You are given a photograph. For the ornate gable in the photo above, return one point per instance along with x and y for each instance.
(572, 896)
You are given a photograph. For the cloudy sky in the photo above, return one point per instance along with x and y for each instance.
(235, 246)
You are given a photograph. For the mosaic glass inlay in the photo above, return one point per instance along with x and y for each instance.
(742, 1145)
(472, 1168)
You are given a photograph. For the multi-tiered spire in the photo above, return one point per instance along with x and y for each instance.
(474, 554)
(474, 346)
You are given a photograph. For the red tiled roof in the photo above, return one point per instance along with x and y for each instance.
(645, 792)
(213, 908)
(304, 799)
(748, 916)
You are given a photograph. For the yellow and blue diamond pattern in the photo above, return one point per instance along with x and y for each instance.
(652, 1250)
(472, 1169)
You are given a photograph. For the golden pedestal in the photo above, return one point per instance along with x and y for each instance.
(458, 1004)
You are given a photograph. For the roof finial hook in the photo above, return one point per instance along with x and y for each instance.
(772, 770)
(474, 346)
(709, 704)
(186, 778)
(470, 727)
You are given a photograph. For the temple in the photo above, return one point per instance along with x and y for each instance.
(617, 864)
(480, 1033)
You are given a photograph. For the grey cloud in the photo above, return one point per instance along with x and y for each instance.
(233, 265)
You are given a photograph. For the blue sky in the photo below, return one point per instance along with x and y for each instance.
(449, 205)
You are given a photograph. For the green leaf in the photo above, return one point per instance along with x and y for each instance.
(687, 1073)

→ WHAT YOU NEED TO DO:
Reproduce the whole listing above word for word, from its first line through its last.

→ ANSWER FOR THE TASK:
You are given a photograph. For the ornate gable in the photo above, return one point per instance along with x and y for each instance.
(572, 896)
You are given a photograph. For the cloudy sky in the photo above, return one point per instance along with x and y for each instance.
(235, 246)
You are given a photograph. For the mosaic glass inlay in the photo above, return one point per instance along with x and y for each instance.
(742, 1145)
(472, 1168)
You are given a photograph. For the multi-tiered spire in the photo above, return one point per instance along with x and y for each instance.
(474, 554)
(474, 346)
You are given a photograph. For the red tiled roof in the photo above, return one point per instance along with x and y for each instance.
(645, 792)
(213, 908)
(304, 799)
(748, 916)
You are given a photograph. For the yellow and blue diamond pattern in the photo above, return one point per instance along with x and y for each instance.
(652, 1250)
(472, 1169)
You are given a photograph. For the golden pedestal in the photo above, return one point per instance along with x and y for each instance.
(458, 1004)
You are given a photograph. For the roof finial hook in the photo above, return one point per instance along with x and y for each instance.
(772, 770)
(474, 346)
(709, 704)
(186, 778)
(470, 727)
You are given a photograph. For the temple in the photo above, return one point per instance along with x and y for each instance.
(617, 864)
(480, 1033)
You are given a photograph. For the grey cloud in the photo above, return one point per instance along with x and y for each instance.
(233, 265)
You are given a photograph. For the blue sky in the photo below, return one point per instance along with x and y for each instance.
(449, 205)
You are given a photograph. For the green leaf in the photo above, return one point per instance along with x and y for each instance.
(687, 1073)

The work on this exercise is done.